▶ _Exercise prompt_:
The output should be all lines of the entries below in which the word "outline" occurs.

Entries provided below:

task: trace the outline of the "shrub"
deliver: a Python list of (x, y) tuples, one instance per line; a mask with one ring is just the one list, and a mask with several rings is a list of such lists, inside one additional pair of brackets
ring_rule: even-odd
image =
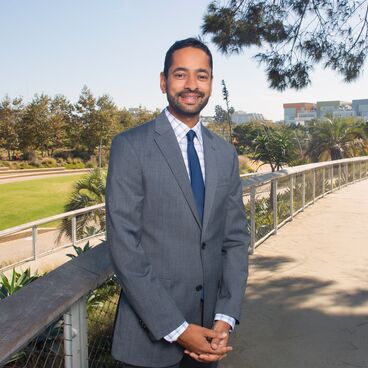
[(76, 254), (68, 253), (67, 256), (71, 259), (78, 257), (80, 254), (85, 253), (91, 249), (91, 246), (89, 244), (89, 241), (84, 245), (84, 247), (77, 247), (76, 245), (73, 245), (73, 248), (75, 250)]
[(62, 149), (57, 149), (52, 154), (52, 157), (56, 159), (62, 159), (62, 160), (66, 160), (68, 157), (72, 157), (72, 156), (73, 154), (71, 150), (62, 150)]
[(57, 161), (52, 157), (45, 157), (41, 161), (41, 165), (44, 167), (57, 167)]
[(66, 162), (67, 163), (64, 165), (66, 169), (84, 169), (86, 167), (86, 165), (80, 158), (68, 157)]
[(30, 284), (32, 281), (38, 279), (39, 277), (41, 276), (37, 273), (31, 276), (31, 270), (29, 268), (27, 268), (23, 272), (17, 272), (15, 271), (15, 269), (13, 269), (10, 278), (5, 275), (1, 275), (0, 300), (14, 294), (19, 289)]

End of Entries provided.
Entries provided below:

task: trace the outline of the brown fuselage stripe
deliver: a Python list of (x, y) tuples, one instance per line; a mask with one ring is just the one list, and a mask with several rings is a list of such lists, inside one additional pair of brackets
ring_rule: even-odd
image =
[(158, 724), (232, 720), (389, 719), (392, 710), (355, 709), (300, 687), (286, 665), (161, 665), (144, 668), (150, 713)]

End of Entries provided.
Entries provided below:

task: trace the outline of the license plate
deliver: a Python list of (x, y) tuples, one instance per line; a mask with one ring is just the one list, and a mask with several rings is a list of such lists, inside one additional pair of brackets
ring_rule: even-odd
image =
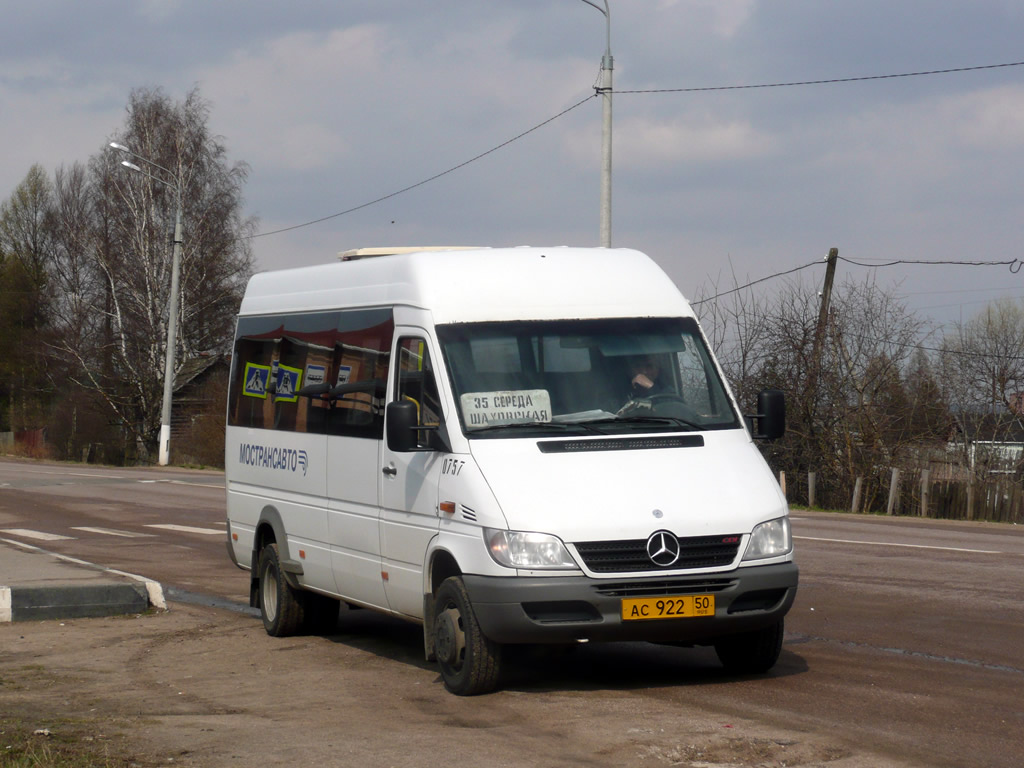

End of Entries provided.

▶ _Result of this task_:
task: trace the outline of the "shrub"
task: trace the outline of the brown fuselage stripe
task: trace the outline of the license plate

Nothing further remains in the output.